- TASK TO COMPLETE: Rewrite all of the material below as a numbered list with one item per line, leaving out blank lines and the pictures.
※
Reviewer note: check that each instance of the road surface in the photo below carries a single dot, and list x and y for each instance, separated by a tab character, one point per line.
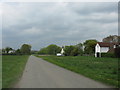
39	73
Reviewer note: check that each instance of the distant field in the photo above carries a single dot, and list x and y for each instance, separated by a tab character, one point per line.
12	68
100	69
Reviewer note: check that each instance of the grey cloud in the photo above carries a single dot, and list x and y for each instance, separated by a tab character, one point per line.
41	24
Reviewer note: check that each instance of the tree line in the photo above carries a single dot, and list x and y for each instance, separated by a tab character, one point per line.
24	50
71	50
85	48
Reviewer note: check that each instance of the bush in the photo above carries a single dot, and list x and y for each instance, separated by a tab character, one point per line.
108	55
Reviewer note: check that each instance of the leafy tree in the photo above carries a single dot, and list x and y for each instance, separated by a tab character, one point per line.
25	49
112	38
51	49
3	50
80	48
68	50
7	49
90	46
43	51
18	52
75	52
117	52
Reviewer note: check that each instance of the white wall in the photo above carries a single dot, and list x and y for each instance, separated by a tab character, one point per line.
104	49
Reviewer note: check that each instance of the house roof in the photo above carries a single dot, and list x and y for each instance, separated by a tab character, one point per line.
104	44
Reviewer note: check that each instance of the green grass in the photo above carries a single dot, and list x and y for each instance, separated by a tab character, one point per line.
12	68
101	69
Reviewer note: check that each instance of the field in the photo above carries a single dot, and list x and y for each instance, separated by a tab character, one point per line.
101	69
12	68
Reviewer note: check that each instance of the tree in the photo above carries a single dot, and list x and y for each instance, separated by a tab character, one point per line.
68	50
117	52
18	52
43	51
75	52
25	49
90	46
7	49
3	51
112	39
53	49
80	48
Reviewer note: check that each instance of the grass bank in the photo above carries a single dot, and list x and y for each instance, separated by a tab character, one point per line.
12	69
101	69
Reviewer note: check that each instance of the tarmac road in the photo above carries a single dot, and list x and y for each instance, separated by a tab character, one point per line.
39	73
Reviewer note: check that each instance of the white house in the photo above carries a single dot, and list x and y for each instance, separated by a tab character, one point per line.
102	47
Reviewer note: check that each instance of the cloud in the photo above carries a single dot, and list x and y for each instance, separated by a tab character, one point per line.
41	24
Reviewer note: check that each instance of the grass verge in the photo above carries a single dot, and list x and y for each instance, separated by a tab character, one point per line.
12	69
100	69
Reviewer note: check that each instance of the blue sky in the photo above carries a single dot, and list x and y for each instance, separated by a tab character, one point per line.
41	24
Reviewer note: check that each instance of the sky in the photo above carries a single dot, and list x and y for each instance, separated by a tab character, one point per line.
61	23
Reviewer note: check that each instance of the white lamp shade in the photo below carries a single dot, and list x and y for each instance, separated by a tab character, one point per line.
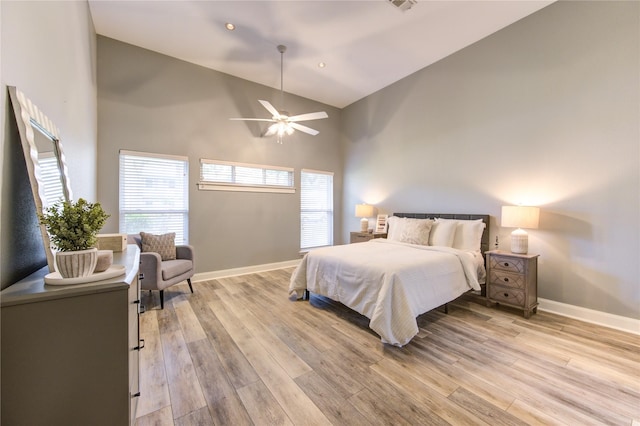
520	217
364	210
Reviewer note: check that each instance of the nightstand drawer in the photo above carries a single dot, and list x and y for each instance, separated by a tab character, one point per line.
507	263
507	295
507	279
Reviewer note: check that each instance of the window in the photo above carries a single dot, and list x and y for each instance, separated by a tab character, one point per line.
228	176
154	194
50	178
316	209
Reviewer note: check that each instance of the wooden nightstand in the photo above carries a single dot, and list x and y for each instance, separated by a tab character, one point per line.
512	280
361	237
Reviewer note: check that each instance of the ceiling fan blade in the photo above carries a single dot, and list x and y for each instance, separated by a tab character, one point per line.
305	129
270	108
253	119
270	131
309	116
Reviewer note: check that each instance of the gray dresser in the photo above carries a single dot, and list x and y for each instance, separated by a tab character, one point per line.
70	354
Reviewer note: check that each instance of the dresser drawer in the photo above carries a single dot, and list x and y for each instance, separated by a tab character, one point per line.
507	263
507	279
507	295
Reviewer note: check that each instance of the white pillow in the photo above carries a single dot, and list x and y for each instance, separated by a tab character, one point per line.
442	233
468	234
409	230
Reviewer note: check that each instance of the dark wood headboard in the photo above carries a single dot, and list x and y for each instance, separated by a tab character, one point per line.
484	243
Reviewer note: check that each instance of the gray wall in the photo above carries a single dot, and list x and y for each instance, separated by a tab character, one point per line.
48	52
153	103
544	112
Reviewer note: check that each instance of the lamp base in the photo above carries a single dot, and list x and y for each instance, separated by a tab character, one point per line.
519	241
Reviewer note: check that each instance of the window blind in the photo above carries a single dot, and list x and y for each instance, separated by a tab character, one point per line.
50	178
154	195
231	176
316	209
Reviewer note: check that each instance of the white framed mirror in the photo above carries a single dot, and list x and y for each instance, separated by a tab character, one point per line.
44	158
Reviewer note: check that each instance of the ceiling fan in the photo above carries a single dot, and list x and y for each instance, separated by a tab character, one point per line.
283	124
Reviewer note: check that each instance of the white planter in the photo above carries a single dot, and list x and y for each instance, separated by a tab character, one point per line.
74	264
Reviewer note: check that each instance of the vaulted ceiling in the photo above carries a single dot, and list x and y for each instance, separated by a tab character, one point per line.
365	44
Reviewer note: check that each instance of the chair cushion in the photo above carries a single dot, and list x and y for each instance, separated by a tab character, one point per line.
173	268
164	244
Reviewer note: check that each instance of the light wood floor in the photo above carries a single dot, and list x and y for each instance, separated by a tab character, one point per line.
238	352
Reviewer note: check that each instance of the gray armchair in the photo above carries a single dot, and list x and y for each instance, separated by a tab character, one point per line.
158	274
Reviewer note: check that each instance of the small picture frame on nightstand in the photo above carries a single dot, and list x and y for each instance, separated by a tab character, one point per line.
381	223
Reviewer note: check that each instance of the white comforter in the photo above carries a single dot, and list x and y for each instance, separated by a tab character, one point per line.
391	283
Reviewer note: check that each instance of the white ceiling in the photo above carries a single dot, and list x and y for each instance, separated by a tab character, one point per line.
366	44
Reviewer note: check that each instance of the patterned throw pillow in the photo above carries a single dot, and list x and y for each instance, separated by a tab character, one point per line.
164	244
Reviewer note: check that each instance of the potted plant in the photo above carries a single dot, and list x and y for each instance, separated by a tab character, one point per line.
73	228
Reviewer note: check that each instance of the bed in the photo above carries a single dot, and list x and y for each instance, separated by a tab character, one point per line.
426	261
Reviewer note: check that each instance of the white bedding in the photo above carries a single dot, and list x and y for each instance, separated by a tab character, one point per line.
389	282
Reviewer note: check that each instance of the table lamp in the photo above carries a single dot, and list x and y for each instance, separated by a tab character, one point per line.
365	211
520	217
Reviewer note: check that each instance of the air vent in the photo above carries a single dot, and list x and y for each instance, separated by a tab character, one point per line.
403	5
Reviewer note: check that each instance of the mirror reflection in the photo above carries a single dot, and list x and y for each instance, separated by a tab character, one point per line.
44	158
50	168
※
- THE ANSWER:
1. Reviewer note: check that each instance of the road surface in the photo below carries a single dot, and list x and y for each instance, separated by a tab character, one point per line.
2. 39	73
3. Reviewer note: check that each instance of the distant field in the photo above carries a single dot, and list x and y for each instance, separated by a tab character, one point per line.
4. 12	68
5. 100	69
6. Reviewer note: check that each instance of the grey cloud in the photo above carries a single dot, and list x and y for each instance, separated by a tab character, one point per line.
7. 41	24
8. Reviewer note: check that each instance of the tree line in the photo above carries a single dot, and list x and y for each instance, separated by a tab character, one point per line.
9. 24	50
10. 71	50
11. 85	48
12. Reviewer note: check that each instance of the bush in the photo above carries a single dot, and list x and y for each instance, separated by a tab character, one point per line.
13. 108	55
14. Reviewer note: check that each instance of the leafy tree in the photo above carries a single dot, and list x and y for each instance, separated by a tab character, one point per line.
15. 25	49
16. 112	38
17. 51	49
18. 3	50
19. 80	48
20. 68	50
21. 7	49
22. 90	46
23. 43	51
24. 18	52
25. 75	52
26. 117	52
27. Reviewer note: check that each instance of the white wall in the photo above carries a single dot, and list x and y for each instance, separated by a tab character, one point per line.
28. 104	49
29. Reviewer note: check that each instance of the house roof in the photo above carries a single dot, and list x and y for each instance, separated by a tab character, one point per line.
30. 104	44
31. Reviewer note: check that each instance of the green grass in the photo above carries a single dot, and list x and y for each instance, separated by a tab character, one point per line.
32. 12	68
33. 101	69
34. Reviewer note: check that each instance of the field in the photo above carries a single dot, and list x and y for each instance, separated by a tab character, one point per line.
35. 101	69
36. 12	68
37. Reviewer note: check that each instance of the tree in the photo above carries a single dot, and list x and y for each instance, separated by a tab character, one point per line.
38. 68	50
39. 117	52
40. 18	52
41. 43	51
42. 75	52
43. 25	49
44. 90	46
45. 7	49
46. 3	51
47. 112	39
48. 53	49
49. 80	48
50. Reviewer note: check that each instance of the grass bank in the photo above carries a single dot, and list x and y for each instance, separated by a tab character, one point per line.
51. 12	69
52. 101	69
53. Reviewer note: check that each instance of the tarmac road in the photo above carries a single dot, and list x and y for each instance, separated by a tab character, one point per line.
54. 39	73
55. Reviewer note: check that each instance of the white house in the photo above carries a single dot, and list x and y for each instance, separated by a tab character, one point per line.
56. 102	47
57. Reviewer note: check that each instance of the cloud in the photo above carries a single dot, and list x and y for each instance, separated by a tab character, one point per line.
58. 41	24
59. Reviewer note: check that each instance of the grass verge in the photo above carries a single dot, and list x and y for each instance, separated by a tab character, one point per line.
60. 12	69
61. 100	69
62. Reviewer note: check that each instance of the blue sky in the photo above carries a single dot, and list x and y for each instance, separated by a tab character, one point per line.
63. 41	24
64. Reviewer note: check that each instance of the sky in the photo above carries a single dot, and list x and y for each instance, separated by a tab character, one point per line.
65. 61	23
66. Reviewer note: check that each instance of the white lamp shade in the photo below carries a single dot, and list x and y for each instance, separated by a tab character, one point per line.
67. 520	217
68. 364	210
69. Reviewer note: check that each instance of the nightstand drawer in the photo above carries a single dot, and list x and y for each instance, separated by a tab character, one point per line.
70. 507	263
71. 507	295
72. 507	279
73. Reviewer note: check that each instance of the window in the photo above carries a single dot, and list x and y for each instance, separated by a tab character, one point per line.
74. 228	176
75. 154	194
76. 50	178
77. 316	209
78. Reviewer note: check that each instance of the wooden nightstand in the photo above carries a single dot, and list x and y for each instance, separated by a tab character, one point per line.
79. 512	280
80. 361	237
81. Reviewer note: check that each instance of the ceiling fan blade in the photo above carries a single dot, and list x and y for each instance, separated by a tab character, one point per line.
82. 305	129
83. 270	108
84. 253	119
85. 270	131
86. 309	116
87. Reviewer note: check that each instance of the gray dresser in the photo above carries a single dot, and list x and y for each instance, separated by a tab character, one point per line.
88. 70	354
89. Reviewer note: check that each instance of the dresser drawer in the photo above carries a single dot, and list x and y for each instance, separated by a tab character, one point per line.
90. 507	263
91. 507	279
92. 507	295
93. Reviewer note: check that each instance of the white pillow in the photo above carries a single dot, and list x and y for each instance, separated by a tab character, one point per line.
94. 442	233
95. 468	234
96. 409	230
97. Reviewer note: check that each instance of the dark wood headboard in the photo above carries a single dot, and list x and y for each instance, separated by a tab character, one point per line.
98. 484	243
99. Reviewer note: check that each instance of the gray wall in the photo above carries a single dot, and list x and y for each instance, separated by a tab character, one point per line.
100. 48	52
101. 153	103
102. 544	112
103. Reviewer note: check that each instance of the lamp base in the photo above carries a single dot, and list x and y for each instance, separated by a tab character, one point per line.
104. 519	241
105. Reviewer note: check that each instance of the window blind in the photo above carries a single dot, and list x and y for each instance, separated by a tab character, one point per line.
106. 50	178
107. 154	195
108. 231	176
109. 316	209
110. Reviewer note: check that each instance of the white framed mirror in the photo above carries a single dot, and list x and y for each instance, separated by a tab character, one point per line.
111. 44	158
112. Reviewer note: check that each instance of the ceiling fan in the photo above carries a single dot, and list x and y for each instance, separated by a tab character, one point per line.
113. 283	124
114. Reviewer note: check that each instance of the white planter in the photo above carries a single dot, and list x and y for each instance, separated by a tab character, one point per line.
115. 74	264
116. Reviewer note: check that each instance of the vaulted ceiling in the photo above carries a single dot, and list x and y for each instance, separated by a tab character, one point per line.
117. 365	44
118. Reviewer note: check that each instance of the chair cushion in the photo above carries a single dot, and list x and y for each instance, separated by a tab character, one point per line.
119. 173	268
120. 164	244
121. Reviewer note: check that each instance of the light wood floor in the photo above carries a single dot, and list x and y for each instance, separated by a tab character, one point per line.
122. 238	352
123. Reviewer note: check that each instance of the gray armchair in the photo above carries a single dot, and list x and y for each instance, separated by a tab character, one point per line.
124. 158	274
125. Reviewer note: check that each instance of the small picture frame on nightstand in the photo above carries a single dot, and list x and y for each instance, separated by a tab character, one point per line.
126. 381	223
127. Reviewer note: check that each instance of the white comforter in the photo above carries a single dot, and list x and y for each instance, separated by a tab character, one point per line.
128. 391	283
129. Reviewer note: check that each instance of the white ceiling in the photo above carries a single dot, and list x and y for each instance, separated by a tab character, one point per line.
130. 366	44
131. Reviewer note: check that each instance of the patterned throw pillow in the photo above carries a single dot, and list x and y for each instance, separated by a tab character, one point per line.
132. 164	244
133. Reviewer note: check that each instance of the potted plant in the photo above carries a single dot, and list x and y for each instance, separated by a tab character, one point per line.
134. 73	228
135. Reviewer note: check that each instance of the bed in the photo above carries a single dot, and list x and y for each instance, separated by a tab character, one point per line.
136. 426	261
137. Reviewer note: check that each instance of the white bedding in the photo above carries a single dot, and list x and y for each instance, separated by a tab character, one point per line.
138. 389	282
139. Reviewer note: check that each instance of the table lamp in the photo above carries a single dot, and list x and y for each instance, separated by a tab character, one point per line.
140. 365	211
141. 520	217
142. Reviewer note: check that each instance of the air vent in the photo above carries a single dot, and list x and y for each instance, separated by a tab character, one point per line.
143. 403	5
144. Reviewer note: check that each instance of the mirror reflection in the photo above carries a single dot, and list x and y for each instance, separated by a tab character, one point per line.
145. 44	158
146. 50	168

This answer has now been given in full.